— Given exercise 1 —
According to the documentation for the ValidateSchemaAndBuildDictMapper class below, why does the mapper persist the total file size and the compression dictionary in HDFS?
— Given exercise 2 —
In the documentation for the ValidateSchemaAndBuildDictMapper class below, which class does ValidateSchemaAndBuildDictMapper directly extend?
— Given exercise 3 —
Carry on the documentation for the ValidateSchemaAndBuildDictMapper class below from the point where it stops.

Class ValidateSchemaAndBuildDictMapper

java.lang.Object
com.linkedin.venice.hadoop.task.datawriter.AbstractDataWriterTask
com.linkedin.venice.hadoop.ValidateSchemaAndBuildDictMapper
All Implemented Interfaces:
Closeable, AutoCloseable, org.apache.hadoop.io.Closeable, org.apache.hadoop.mapred.JobConfigurable, org.apache.hadoop.mapred.Mapper<org.apache.hadoop.io.IntWritable,org.apache.hadoop.io.NullWritable,org.apache.avro.mapred.AvroWrapper<org.apache.avro.specific.SpecificRecord>,org.apache.hadoop.io.NullWritable>

public class ValidateSchemaAndBuildDictMapper extends AbstractDataWriterTask implements org.apache.hadoop.mapred.Mapper<org.apache.hadoop.io.IntWritable,org.apache.hadoop.io.NullWritable,org.apache.avro.mapred.AvroWrapper<org.apache.avro.specific.SpecificRecord>,org.apache.hadoop.io.NullWritable>, org.apache.hadoop.mapred.JobConfigurable
Mapper only MR to Validate Schema, Build compression dictionary if needed and persist some data (total file size and compression dictionary) in HDFS to be used by the VPJ Driver Note: processing all the files in this split are done sequentially and if it results in significant increase in the mapper time or resulting in timeouts, this needs to be revisited to be done via a thread pool. TODO: Ideally, this class should not extend AbstractDataWriterTask. Soon, this MR job is going to be removed and the handling will be moved to the VPJ driver.

— Provided material —
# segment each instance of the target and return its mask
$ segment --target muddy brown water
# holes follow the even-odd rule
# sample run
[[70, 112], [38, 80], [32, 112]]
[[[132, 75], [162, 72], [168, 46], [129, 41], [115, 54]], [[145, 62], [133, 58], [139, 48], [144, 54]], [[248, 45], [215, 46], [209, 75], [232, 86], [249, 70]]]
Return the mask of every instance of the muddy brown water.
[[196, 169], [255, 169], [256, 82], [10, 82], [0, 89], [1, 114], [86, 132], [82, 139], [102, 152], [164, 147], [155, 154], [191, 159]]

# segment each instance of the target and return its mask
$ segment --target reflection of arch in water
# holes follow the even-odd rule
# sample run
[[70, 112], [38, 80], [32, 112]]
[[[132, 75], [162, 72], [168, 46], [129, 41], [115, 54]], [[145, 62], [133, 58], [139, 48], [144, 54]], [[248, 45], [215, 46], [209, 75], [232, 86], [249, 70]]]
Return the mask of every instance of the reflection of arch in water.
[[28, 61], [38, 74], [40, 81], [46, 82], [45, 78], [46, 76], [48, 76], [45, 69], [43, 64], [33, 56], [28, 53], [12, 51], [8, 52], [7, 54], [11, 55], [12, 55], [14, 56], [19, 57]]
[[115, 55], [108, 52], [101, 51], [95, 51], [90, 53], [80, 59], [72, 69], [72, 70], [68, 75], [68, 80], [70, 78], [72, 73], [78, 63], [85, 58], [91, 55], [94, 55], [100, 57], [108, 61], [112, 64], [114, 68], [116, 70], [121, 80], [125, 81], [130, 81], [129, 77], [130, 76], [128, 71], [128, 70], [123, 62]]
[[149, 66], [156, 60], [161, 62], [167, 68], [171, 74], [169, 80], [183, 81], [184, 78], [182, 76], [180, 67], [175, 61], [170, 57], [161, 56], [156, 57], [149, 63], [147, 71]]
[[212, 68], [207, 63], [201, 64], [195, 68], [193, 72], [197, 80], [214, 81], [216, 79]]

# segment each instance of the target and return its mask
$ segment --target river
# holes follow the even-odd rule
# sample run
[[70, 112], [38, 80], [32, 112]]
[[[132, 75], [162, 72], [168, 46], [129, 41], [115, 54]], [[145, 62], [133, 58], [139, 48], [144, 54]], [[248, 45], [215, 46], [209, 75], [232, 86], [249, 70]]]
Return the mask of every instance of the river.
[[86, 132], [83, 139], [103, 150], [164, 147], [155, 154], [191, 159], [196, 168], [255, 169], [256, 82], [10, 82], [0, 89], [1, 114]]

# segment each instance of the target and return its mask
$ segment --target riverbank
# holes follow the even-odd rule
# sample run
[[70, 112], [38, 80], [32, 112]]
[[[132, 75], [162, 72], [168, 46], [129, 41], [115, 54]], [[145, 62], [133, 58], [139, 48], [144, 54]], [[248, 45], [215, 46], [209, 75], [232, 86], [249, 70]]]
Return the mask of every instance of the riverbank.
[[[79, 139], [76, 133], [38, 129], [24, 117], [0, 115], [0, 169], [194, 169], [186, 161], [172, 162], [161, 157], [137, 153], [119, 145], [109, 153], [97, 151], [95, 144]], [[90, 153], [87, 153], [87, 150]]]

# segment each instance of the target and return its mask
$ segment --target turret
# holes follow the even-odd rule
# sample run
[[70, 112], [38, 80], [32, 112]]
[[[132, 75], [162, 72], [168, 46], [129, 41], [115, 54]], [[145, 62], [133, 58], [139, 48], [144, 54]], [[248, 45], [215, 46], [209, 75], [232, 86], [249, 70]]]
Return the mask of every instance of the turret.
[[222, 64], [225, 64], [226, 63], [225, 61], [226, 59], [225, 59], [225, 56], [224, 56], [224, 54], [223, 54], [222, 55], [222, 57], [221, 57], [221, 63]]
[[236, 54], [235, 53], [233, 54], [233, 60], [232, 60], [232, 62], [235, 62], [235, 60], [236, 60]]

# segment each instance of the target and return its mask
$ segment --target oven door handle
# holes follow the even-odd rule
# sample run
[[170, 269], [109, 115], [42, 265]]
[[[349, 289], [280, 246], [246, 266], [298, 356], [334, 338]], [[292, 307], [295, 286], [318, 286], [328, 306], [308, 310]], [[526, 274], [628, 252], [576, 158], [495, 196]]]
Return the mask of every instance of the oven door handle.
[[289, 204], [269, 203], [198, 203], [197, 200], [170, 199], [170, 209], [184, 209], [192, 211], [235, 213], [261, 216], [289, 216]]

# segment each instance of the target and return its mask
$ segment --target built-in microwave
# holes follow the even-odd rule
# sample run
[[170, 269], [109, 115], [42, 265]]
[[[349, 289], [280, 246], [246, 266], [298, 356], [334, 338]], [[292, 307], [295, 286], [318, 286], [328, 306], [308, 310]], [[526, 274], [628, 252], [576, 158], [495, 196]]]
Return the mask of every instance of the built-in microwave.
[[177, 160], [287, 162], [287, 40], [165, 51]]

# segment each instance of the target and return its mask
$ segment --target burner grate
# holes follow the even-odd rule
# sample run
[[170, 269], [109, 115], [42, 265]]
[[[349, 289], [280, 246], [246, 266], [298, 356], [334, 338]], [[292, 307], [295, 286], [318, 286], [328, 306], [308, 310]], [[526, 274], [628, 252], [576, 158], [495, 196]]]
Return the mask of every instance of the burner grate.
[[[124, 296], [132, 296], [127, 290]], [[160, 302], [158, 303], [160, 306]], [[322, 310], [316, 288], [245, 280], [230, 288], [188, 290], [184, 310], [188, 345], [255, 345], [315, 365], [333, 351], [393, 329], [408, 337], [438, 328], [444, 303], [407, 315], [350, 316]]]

— Reply 1 —
The mapper persists the total file size and the compression dictionary in HDFS so that the VPJ Driver can use them.

— Reply 2 —
It directly extends com.linkedin.venice.hadoop.task.datawriter.AbstractDataWriterTask.

— Reply 3 —
  • Field Details

    • inputDataInfoProvider

      protected DefaultInputDataInfoProvider inputDataInfoProvider
    • inputDataInfo

      protected InputDataInfoProvider.InputDataInfo inputDataInfo
    • pushJobSetting

      protected PushJobSetting pushJobSetting
    • isZstdDictCreationRequired

      protected boolean isZstdDictCreationRequired
    • hasReportedFailure

      protected boolean hasReportedFailure
    • inputDirectory

      protected String inputDirectory
    • inputFileDataSize

      protected Long inputFileDataSize
  • Constructor Details

    • ValidateSchemaAndBuildDictMapper

      public ValidateSchemaAndBuildDictMapper()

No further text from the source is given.